▸ **WRITTEN TASK**
Update the rows below by replacing "even-odd rule" with "nonzero winding rule" throughout, leaving all other text unchanged. Leave the pictures out of the result.

▸ **MATERIAL PROVIDED**
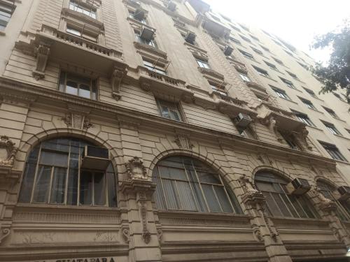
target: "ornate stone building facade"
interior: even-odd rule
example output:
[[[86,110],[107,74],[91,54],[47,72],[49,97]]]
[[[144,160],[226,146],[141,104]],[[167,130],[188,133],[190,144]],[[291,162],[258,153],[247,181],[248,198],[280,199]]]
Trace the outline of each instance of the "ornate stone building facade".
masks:
[[[200,0],[0,11],[0,261],[346,261],[349,104],[306,54]]]

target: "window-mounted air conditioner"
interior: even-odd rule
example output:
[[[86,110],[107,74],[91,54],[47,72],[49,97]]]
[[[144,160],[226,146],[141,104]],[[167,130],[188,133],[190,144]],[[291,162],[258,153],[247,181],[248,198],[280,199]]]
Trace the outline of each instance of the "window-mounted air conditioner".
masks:
[[[81,168],[106,170],[109,165],[108,150],[85,145],[83,152]]]
[[[170,1],[167,4],[167,8],[171,11],[174,12],[176,10],[176,4],[174,3],[172,1]]]
[[[142,27],[142,31],[141,32],[141,38],[146,40],[146,41],[150,41],[153,38],[155,31],[149,27]]]
[[[141,8],[135,10],[134,18],[139,21],[143,20],[145,18],[145,10]]]
[[[233,52],[233,48],[230,45],[226,45],[225,47],[225,50],[223,51],[223,53],[225,54],[225,55],[228,57],[231,55],[232,52]]]
[[[189,31],[187,33],[186,37],[185,38],[185,41],[187,43],[190,43],[191,44],[194,44],[196,40],[196,34],[193,32]]]
[[[237,116],[235,122],[237,126],[245,129],[251,123],[251,118],[248,115],[240,112]]]
[[[287,184],[287,190],[293,195],[303,195],[311,189],[309,182],[304,178],[295,178]]]
[[[346,201],[350,198],[350,187],[342,186],[338,187],[339,198],[340,201]]]

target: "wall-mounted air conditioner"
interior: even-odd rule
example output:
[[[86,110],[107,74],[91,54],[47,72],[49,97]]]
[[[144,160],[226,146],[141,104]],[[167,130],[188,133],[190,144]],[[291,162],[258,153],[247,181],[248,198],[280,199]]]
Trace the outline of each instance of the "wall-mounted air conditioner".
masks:
[[[109,165],[108,150],[85,145],[83,152],[81,168],[106,170]]]
[[[170,1],[167,4],[167,8],[171,11],[174,12],[176,10],[176,4],[172,1]]]
[[[251,123],[251,118],[248,115],[240,112],[234,119],[236,126],[246,129]]]
[[[135,10],[134,18],[137,20],[142,21],[145,18],[145,10],[141,8]]]
[[[338,187],[339,198],[340,201],[346,201],[350,198],[350,187],[342,186]]]
[[[153,38],[155,31],[150,28],[144,27],[141,32],[141,38],[146,41],[150,41]]]
[[[195,33],[191,31],[187,33],[186,37],[185,38],[185,41],[187,43],[190,43],[190,44],[194,45],[195,40],[196,40],[196,34]]]
[[[225,55],[228,57],[231,55],[232,52],[233,52],[233,48],[230,45],[226,45],[225,47],[225,50],[223,51],[223,53],[225,54]]]
[[[295,178],[287,184],[287,190],[293,195],[303,195],[311,189],[309,182],[304,178]]]

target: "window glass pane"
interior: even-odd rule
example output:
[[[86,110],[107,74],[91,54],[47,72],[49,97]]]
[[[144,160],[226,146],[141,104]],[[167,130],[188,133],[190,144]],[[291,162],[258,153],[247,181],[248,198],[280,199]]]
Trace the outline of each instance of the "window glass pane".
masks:
[[[90,85],[83,84],[79,85],[79,96],[90,98]]]
[[[64,203],[64,191],[66,188],[66,168],[54,168],[51,196],[50,203],[62,204]]]
[[[68,154],[50,151],[41,151],[40,163],[47,166],[66,167],[68,165]]]
[[[92,175],[88,171],[81,171],[80,203],[81,205],[92,204]]]
[[[75,82],[67,81],[66,86],[66,93],[71,94],[78,94],[78,85]]]
[[[29,203],[33,183],[34,182],[35,170],[36,168],[36,161],[38,161],[38,154],[39,149],[35,147],[31,150],[28,157],[27,163],[25,167],[23,181],[20,194],[20,202]]]
[[[106,181],[103,173],[94,175],[94,203],[97,205],[106,204]]]
[[[176,197],[176,188],[175,181],[168,180],[162,180],[164,187],[164,191],[167,192],[165,198],[167,201],[167,208],[168,210],[178,210],[179,209],[178,203]]]
[[[215,192],[220,201],[220,204],[223,208],[223,211],[226,213],[232,213],[233,212],[230,201],[228,200],[227,195],[223,187],[214,186]]]
[[[33,195],[34,203],[48,203],[51,169],[50,166],[39,166]]]
[[[202,184],[202,188],[203,189],[205,199],[209,206],[210,211],[213,212],[221,212],[219,203],[216,199],[212,186],[209,184]]]
[[[67,205],[76,205],[78,203],[78,173],[77,168],[69,168],[66,196]]]
[[[183,210],[197,211],[198,209],[197,208],[197,205],[193,198],[190,184],[187,182],[181,181],[177,181],[176,184],[180,193],[179,198]]]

▸ **SOLUTION TO THIS TASK**
target: "ornate stone building facade"
interior: nonzero winding rule
example output:
[[[86,110],[107,74],[91,54],[47,72],[49,97]]]
[[[144,160],[226,146],[141,104]],[[167,130],[188,133],[190,144]],[[291,162],[258,153],[247,181],[248,198],[280,199]]]
Trace the outline of each instance of the "ornate stone building facade".
masks:
[[[200,0],[0,11],[0,261],[346,261],[349,104],[306,54]]]

target: "window-mounted air conditioner"
interior: nonzero winding rule
example output:
[[[86,110],[107,74],[91,54],[47,72],[49,97]]]
[[[144,160],[226,146],[141,104]],[[167,130],[188,133],[190,144]],[[291,162],[258,153],[247,181],[248,198],[280,199]]]
Trace the outline of each instance of the "window-mounted air conditioner".
masks:
[[[81,168],[106,170],[109,165],[108,150],[85,145],[83,152]]]
[[[170,1],[167,4],[167,8],[171,11],[174,12],[176,10],[176,4],[174,3],[172,1]]]
[[[142,27],[142,31],[141,32],[141,38],[146,40],[146,41],[150,41],[153,38],[155,31],[149,27]]]
[[[141,8],[135,10],[134,18],[139,21],[143,20],[145,18],[145,10]]]
[[[233,52],[233,48],[230,45],[226,45],[225,47],[225,50],[223,51],[223,53],[225,54],[225,55],[228,57],[231,55],[232,52]]]
[[[189,31],[187,33],[186,37],[185,38],[185,41],[187,43],[190,43],[191,44],[194,44],[196,40],[196,34],[193,32]]]
[[[237,116],[235,122],[237,126],[245,129],[251,123],[251,118],[248,115],[240,112]]]
[[[287,184],[287,190],[293,195],[303,195],[311,189],[309,182],[304,178],[295,178]]]
[[[346,201],[350,198],[350,187],[342,186],[338,187],[339,198],[340,201]]]

target: "wall-mounted air conditioner"
interior: nonzero winding rule
example output:
[[[86,110],[107,74],[91,54],[47,72],[49,97]]]
[[[144,160],[226,146],[141,104]],[[167,130],[188,133],[190,144]],[[291,162],[258,153],[247,181],[248,198],[280,199]]]
Trace the outline of each instance of the "wall-mounted air conditioner".
masks:
[[[109,165],[108,150],[85,145],[83,152],[81,168],[106,170]]]
[[[170,1],[167,4],[167,8],[171,11],[174,12],[176,10],[176,4],[172,1]]]
[[[251,123],[251,118],[248,115],[240,112],[234,119],[236,126],[246,129]]]
[[[135,10],[134,18],[137,20],[142,21],[145,18],[145,10],[141,8]]]
[[[338,187],[339,198],[340,201],[346,201],[350,198],[350,187],[342,186]]]
[[[153,38],[155,31],[150,28],[144,27],[141,32],[141,38],[146,41],[150,41]]]
[[[195,33],[191,31],[187,33],[186,37],[185,38],[185,41],[187,43],[190,43],[190,44],[194,45],[195,40],[196,40],[196,34]]]
[[[225,55],[228,57],[231,55],[232,52],[233,52],[233,48],[230,45],[226,45],[225,47],[225,50],[223,51],[223,53],[225,54]]]
[[[295,178],[287,184],[287,190],[293,195],[303,195],[311,189],[309,182],[304,178]]]

target: "window glass pane"
interior: nonzero winding rule
example output:
[[[86,110],[107,74],[91,54],[47,72],[49,97]]]
[[[144,160],[226,146],[141,104]],[[167,130],[188,133],[190,144]],[[291,162],[258,153],[247,181],[248,198],[280,199]]]
Trace the outline of each instance of the "window glass pane".
masks:
[[[90,85],[83,84],[79,85],[79,96],[90,98]]]
[[[64,203],[64,191],[66,188],[66,168],[54,168],[51,196],[50,203],[62,204]]]
[[[68,154],[50,151],[41,151],[40,163],[47,166],[66,167],[68,165]]]
[[[92,175],[88,171],[81,171],[80,203],[81,205],[92,204]]]
[[[75,82],[67,81],[66,86],[66,93],[71,94],[78,94],[78,85]]]
[[[29,203],[33,183],[34,182],[35,170],[36,168],[36,161],[38,161],[38,154],[39,149],[35,147],[31,150],[28,157],[27,163],[25,167],[23,181],[20,194],[20,202]]]
[[[106,181],[103,173],[94,175],[94,203],[97,205],[106,204]]]
[[[176,197],[176,188],[175,181],[168,180],[162,180],[164,187],[164,191],[167,192],[165,198],[167,201],[167,208],[168,210],[178,210],[179,209],[178,203]]]
[[[215,192],[220,201],[220,204],[223,208],[223,211],[226,213],[232,213],[233,212],[230,201],[228,200],[227,195],[223,187],[214,186]]]
[[[33,195],[34,203],[48,203],[51,169],[50,166],[39,166]]]
[[[202,184],[202,188],[203,189],[205,199],[209,206],[210,211],[213,212],[221,212],[219,203],[216,199],[212,186],[209,184]]]
[[[67,205],[76,205],[78,203],[78,173],[77,168],[69,168],[66,196]]]
[[[183,210],[197,211],[198,209],[197,208],[197,205],[193,198],[190,184],[187,182],[181,181],[177,181],[176,184],[180,193],[179,198]]]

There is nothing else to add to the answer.